Find every line in the records below that holds the word "shell" and copy it.

[Data to examine Boundary: Start]

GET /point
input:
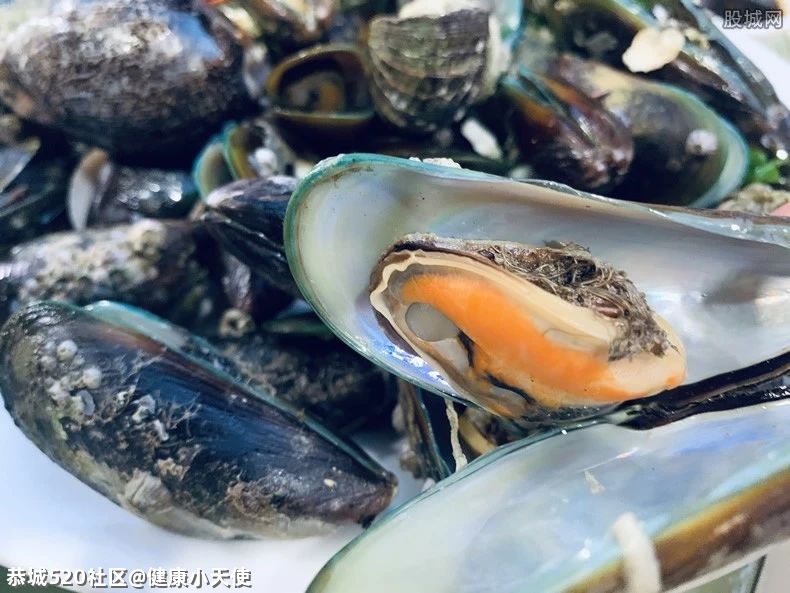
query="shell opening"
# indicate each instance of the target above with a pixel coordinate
(506, 342)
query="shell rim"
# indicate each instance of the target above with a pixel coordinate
(328, 170)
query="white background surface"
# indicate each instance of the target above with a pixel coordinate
(48, 519)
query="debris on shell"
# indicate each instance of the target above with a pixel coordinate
(652, 49)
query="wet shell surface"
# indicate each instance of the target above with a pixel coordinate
(728, 311)
(508, 323)
(602, 509)
(172, 80)
(172, 439)
(427, 70)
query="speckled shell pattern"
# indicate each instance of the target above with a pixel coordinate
(426, 71)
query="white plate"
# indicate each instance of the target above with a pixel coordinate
(48, 519)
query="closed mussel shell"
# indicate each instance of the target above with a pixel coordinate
(172, 439)
(320, 97)
(427, 70)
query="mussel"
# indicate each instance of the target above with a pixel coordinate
(244, 150)
(599, 509)
(684, 152)
(102, 193)
(729, 311)
(32, 189)
(246, 217)
(506, 323)
(173, 439)
(427, 69)
(149, 263)
(146, 79)
(700, 59)
(320, 98)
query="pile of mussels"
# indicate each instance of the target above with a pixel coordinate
(194, 328)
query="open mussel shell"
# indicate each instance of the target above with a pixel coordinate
(601, 509)
(246, 218)
(729, 308)
(102, 193)
(426, 71)
(172, 438)
(320, 97)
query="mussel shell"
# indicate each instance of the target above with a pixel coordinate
(136, 78)
(243, 150)
(172, 440)
(32, 191)
(426, 71)
(730, 311)
(285, 23)
(149, 263)
(719, 74)
(669, 165)
(567, 513)
(246, 217)
(320, 97)
(102, 193)
(566, 135)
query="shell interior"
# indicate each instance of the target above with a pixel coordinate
(722, 281)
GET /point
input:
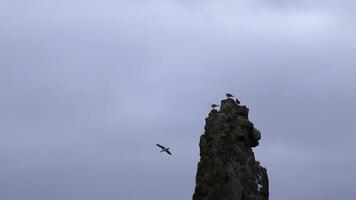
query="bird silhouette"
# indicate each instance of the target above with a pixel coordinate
(164, 149)
(213, 105)
(228, 95)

[Data to examine Boundary: End]

• [Task result]:
query="shell opening"
query="shell rim"
query="debris on shell"
query="wet shell surface"
query="speckled shell pattern"
query="closed mussel shell"
query="open mussel shell"
query="mussel shell"
query="shell interior"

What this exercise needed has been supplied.